If Mississippi were to expand in the future, the state would immediately become subject to mandatory work requirements for expansion adults. The H.R. 1 framework specifies that expansion adults must demonstrate 80 hours monthly of community engagement. Mississippi would need to build verification and exemption infrastructure from scratch. Several observations apply to a hypothetical future expansion.

Mississippi’s coverage gap population already works. An estimated 60% of coverage gap residents are employed but lack employer-sponsored coverage. Work requirements would verify what is largely true: this population is working. The compliance burden would fall on people already demonstrating the behavior requirements seek to incentivize. Administrative infrastructure does not exist. Unlike states with prior work requirement experience or existing systems for similar verification, Mississippi would need to build systems entirely new.

The timeline pressure would be significant. Rural verification would be exceptionally difficult. With 58% of Medicaid enrollees in rural areas and severe transportation barriers in the Delta, in-person verification approaches would be impractical. The hospital system cannot absorb additional coverage losses. Community organizations are sparse in Mississippi, particularly in the Delta.

Provided material —
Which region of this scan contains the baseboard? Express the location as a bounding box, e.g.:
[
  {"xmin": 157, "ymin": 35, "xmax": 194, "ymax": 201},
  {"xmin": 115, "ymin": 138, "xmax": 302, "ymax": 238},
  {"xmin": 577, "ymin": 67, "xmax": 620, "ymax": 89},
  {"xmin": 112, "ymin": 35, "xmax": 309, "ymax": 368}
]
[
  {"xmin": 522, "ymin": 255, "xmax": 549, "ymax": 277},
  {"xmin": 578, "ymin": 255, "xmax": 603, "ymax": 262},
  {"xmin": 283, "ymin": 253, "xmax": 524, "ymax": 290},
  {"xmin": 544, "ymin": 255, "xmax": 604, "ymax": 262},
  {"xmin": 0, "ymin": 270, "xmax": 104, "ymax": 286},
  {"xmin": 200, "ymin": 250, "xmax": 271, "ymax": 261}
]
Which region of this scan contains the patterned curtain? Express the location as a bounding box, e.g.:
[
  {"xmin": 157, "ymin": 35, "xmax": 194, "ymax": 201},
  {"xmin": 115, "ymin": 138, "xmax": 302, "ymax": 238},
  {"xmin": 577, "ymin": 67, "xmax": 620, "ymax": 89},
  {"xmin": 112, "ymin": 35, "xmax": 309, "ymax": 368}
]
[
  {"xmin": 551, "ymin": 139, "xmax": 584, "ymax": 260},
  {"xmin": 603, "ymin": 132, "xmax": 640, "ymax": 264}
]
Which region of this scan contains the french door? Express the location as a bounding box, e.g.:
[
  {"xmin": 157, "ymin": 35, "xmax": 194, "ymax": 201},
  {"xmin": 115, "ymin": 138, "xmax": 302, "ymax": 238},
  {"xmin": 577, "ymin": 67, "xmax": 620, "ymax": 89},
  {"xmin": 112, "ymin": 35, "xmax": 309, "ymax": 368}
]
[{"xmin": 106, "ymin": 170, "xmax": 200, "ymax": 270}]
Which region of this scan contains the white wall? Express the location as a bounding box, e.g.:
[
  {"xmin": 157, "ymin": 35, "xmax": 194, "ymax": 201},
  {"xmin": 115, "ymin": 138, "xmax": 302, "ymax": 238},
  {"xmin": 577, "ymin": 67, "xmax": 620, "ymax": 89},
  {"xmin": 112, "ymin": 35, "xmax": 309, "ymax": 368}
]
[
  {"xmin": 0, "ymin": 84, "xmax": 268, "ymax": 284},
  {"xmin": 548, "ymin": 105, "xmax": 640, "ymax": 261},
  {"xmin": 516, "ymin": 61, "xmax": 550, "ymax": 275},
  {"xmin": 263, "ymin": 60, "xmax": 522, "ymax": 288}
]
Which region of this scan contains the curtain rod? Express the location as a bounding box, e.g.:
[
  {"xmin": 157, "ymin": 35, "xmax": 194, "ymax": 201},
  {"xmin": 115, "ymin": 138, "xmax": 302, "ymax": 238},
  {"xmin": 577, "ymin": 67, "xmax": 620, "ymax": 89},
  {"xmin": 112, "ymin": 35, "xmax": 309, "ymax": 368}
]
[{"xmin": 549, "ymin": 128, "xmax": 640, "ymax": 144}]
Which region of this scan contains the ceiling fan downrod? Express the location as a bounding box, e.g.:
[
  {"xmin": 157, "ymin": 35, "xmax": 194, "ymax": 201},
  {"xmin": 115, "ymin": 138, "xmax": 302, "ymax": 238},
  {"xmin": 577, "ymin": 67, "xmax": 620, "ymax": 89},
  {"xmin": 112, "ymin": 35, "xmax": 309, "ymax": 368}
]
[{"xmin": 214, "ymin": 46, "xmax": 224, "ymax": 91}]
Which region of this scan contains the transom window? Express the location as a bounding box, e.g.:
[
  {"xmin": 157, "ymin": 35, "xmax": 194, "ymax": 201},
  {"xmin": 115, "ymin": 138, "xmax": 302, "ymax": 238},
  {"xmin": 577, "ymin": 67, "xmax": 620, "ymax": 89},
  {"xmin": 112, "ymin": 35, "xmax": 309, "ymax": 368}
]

Exercise tasks —
1 > Using the passage on Mississippi work requirements, decide whether each statement agrees with it. Answer yes or no and quote the words that decide it: (a) Under the H.R. 1 framework, expansion adults must show 80 hours of community engagement each month. (b) Most residents in Mississippi's coverage gap have no job. (c) Community organizations are plentiful in the Delta.
2 > Retype part of the passage on Mississippi work requirements word for word. Begin at the words that have "Mississippi’s coverage gap", and stop after "systems entirely new.".

Results of the exercise —
1 >
(a) Yes: "The H.R. 1 framework specifies that expansion adults must demonstrate 80 hours monthly of community engagement."
(b) No: "An estimated 60% of coverage gap residents are employed but lack employer-sponsored coverage."
(c) No: "Community organizations are sparse in Mississippi, particularly in the Delta."

2 >
Mississippi’s coverage gap population already works. An estimated 60% of coverage gap residents are employed but lack employer-sponsored coverage. Work requirements would verify what is largely true: this population is working. The compliance burden would fall on people already demonstrating the behavior requirements seek to incentivize. Administrative infrastructure does not exist. Unlike states with prior work requirement experience or existing systems for similar verification, Mississippi would need to build systems entirely new.